# Material provided:
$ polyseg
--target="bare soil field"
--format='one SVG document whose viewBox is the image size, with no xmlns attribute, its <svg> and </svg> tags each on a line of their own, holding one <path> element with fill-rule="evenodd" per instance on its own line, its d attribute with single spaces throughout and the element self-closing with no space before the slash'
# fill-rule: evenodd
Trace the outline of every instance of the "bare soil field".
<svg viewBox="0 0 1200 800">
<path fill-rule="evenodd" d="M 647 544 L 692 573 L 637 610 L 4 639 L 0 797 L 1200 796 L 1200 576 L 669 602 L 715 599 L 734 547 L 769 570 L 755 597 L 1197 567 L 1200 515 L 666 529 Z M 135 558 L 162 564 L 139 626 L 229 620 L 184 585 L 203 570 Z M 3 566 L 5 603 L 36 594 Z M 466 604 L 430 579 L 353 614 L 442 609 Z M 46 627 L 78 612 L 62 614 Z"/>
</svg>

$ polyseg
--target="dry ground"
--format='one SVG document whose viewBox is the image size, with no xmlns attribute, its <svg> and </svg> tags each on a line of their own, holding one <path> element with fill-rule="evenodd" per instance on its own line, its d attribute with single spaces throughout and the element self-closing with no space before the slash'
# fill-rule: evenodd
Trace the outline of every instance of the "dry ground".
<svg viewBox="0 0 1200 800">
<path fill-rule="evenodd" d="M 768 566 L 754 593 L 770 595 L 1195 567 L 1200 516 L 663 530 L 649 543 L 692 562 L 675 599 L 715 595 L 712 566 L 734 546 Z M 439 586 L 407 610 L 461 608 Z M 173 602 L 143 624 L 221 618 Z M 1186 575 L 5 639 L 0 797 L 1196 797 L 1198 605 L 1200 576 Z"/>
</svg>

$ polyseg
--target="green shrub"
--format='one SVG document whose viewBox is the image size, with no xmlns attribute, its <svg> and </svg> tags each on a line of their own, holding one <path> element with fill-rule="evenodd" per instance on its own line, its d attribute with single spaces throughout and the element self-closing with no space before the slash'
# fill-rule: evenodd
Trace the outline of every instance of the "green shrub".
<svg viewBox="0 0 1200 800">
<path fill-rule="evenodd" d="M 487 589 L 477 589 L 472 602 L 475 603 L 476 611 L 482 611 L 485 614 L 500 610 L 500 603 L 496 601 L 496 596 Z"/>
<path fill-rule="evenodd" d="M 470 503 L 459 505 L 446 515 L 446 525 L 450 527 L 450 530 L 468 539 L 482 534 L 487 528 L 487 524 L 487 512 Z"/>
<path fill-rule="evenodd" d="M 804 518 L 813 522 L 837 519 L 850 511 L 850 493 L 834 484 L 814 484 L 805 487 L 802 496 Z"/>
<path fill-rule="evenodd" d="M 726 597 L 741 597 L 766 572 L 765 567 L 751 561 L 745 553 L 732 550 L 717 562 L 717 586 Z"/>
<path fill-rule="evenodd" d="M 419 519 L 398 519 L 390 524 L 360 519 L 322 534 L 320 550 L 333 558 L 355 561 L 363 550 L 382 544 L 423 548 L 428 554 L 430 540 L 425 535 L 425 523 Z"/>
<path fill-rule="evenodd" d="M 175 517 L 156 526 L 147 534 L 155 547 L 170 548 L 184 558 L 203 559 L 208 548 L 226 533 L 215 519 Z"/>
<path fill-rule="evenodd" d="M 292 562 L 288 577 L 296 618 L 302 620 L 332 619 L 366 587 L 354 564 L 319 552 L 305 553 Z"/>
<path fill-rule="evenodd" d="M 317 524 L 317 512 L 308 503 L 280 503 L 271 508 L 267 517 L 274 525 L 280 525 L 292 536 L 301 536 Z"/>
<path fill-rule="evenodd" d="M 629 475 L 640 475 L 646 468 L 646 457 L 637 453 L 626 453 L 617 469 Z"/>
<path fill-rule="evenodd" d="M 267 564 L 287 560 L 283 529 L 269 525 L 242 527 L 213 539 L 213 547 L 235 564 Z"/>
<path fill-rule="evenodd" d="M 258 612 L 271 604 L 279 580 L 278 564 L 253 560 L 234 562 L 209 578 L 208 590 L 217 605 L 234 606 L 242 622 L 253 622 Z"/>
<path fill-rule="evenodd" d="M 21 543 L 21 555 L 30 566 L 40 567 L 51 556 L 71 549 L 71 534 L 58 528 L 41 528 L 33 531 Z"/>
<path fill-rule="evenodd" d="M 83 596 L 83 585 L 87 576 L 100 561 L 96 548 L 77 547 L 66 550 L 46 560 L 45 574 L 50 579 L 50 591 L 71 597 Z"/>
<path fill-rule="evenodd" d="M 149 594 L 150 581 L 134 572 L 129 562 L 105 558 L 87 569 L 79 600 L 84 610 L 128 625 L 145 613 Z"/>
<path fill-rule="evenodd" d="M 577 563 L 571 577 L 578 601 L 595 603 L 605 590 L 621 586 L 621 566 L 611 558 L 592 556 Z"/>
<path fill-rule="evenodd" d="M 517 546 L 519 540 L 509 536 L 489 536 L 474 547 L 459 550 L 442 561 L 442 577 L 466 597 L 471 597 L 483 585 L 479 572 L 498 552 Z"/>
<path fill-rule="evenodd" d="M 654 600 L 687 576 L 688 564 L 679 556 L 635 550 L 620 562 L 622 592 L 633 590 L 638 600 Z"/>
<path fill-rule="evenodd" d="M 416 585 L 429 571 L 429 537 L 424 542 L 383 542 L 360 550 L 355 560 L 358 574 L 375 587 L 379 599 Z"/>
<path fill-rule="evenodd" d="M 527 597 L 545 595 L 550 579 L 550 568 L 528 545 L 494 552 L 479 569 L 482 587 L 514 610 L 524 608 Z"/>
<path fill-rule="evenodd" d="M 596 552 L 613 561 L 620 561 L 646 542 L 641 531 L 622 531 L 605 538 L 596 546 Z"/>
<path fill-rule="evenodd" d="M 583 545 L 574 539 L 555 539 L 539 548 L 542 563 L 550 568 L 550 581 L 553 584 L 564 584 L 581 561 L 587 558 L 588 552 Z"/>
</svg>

# What you have to do:
Reply with nothing but the number of lines in the entries above that hold the string "target".

# Response below:
3